### BRIEF
Retype the stretch of lines from the one containing "segment(query) returns the" through the one containing "80], [38, 83]]", keeping every character as it stands.
— begin ENTRIES PROVIDED —
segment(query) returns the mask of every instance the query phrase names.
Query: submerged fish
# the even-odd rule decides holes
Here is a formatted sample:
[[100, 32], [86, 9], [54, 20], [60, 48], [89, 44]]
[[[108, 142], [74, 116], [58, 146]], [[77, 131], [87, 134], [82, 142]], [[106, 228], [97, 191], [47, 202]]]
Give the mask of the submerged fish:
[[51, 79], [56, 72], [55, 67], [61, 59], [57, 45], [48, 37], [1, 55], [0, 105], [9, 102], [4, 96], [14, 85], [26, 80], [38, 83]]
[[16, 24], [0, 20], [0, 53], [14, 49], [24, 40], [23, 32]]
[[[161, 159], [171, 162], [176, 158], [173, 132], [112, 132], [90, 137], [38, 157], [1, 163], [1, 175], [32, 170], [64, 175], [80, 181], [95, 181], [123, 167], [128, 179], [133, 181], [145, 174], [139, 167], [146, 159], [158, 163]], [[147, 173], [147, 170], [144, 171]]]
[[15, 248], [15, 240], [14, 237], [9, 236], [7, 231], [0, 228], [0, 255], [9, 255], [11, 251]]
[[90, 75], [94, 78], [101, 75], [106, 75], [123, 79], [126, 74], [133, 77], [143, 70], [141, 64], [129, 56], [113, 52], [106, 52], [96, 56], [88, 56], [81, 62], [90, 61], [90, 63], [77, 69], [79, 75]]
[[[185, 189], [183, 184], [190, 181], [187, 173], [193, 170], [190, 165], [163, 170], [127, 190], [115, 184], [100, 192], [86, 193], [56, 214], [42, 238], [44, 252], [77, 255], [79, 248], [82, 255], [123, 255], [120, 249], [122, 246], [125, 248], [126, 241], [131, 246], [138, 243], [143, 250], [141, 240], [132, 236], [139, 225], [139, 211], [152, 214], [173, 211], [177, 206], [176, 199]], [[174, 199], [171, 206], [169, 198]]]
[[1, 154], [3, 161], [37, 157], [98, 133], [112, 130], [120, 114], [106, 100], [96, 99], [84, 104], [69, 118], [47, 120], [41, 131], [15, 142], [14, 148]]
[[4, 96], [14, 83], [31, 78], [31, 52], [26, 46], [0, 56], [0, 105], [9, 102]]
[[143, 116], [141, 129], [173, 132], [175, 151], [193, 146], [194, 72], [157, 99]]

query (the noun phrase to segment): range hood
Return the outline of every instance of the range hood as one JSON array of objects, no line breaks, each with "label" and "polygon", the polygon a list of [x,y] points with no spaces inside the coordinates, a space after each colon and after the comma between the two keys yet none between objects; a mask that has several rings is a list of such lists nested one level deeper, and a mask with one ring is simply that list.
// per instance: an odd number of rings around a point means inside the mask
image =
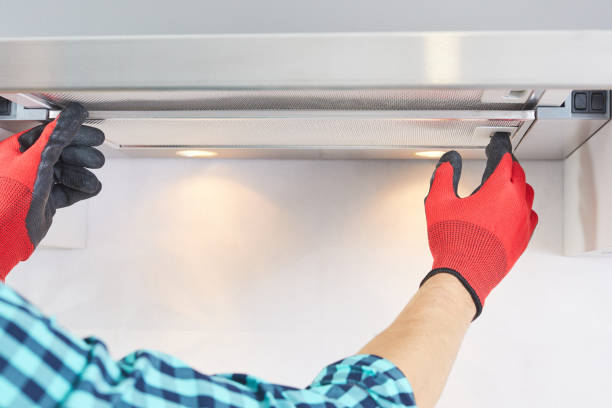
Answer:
— end ENTRIES PROVIDED —
— begin ENTRIES PROVIDED —
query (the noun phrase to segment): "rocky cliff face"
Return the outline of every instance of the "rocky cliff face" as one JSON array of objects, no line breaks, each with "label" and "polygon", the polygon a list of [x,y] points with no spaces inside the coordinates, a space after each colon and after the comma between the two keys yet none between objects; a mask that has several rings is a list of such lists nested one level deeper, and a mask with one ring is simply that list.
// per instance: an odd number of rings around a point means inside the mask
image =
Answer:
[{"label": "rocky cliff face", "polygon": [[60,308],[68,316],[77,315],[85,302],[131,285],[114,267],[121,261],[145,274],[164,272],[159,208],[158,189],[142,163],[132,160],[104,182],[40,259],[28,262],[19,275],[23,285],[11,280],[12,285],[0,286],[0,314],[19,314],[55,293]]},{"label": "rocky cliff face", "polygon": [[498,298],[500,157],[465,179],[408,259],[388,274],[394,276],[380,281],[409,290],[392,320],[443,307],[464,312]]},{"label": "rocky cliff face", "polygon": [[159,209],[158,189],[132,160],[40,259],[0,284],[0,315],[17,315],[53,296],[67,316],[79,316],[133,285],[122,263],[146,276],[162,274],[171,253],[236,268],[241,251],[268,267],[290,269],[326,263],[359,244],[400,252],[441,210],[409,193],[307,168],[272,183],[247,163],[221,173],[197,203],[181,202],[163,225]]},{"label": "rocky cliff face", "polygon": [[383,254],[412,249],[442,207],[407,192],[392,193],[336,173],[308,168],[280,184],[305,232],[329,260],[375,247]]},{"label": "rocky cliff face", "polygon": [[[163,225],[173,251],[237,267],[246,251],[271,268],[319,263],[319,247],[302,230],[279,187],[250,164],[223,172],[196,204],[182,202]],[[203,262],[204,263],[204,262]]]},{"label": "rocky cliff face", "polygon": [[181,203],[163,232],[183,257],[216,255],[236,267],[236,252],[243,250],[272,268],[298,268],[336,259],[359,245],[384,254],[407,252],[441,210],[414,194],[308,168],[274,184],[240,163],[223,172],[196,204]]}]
— end ENTRIES PROVIDED —
### SOLUTION TO THIS EXERCISE
segment(query) returns the mask of every instance the query phrase names.
Query: submerged fish
# the even-odd rule decides holes
Here is a formatted sample:
[[100, 32], [86, 9], [54, 20], [60, 48], [89, 44]]
[[[108, 142], [74, 116], [58, 146]], [[77, 131], [87, 134], [82, 142]], [[106, 228], [97, 191], [47, 202]]]
Give the mask of the submerged fish:
[[51, 79], [56, 72], [55, 67], [61, 59], [57, 45], [48, 37], [1, 55], [0, 105], [9, 102], [4, 96], [14, 85], [26, 80], [38, 83]]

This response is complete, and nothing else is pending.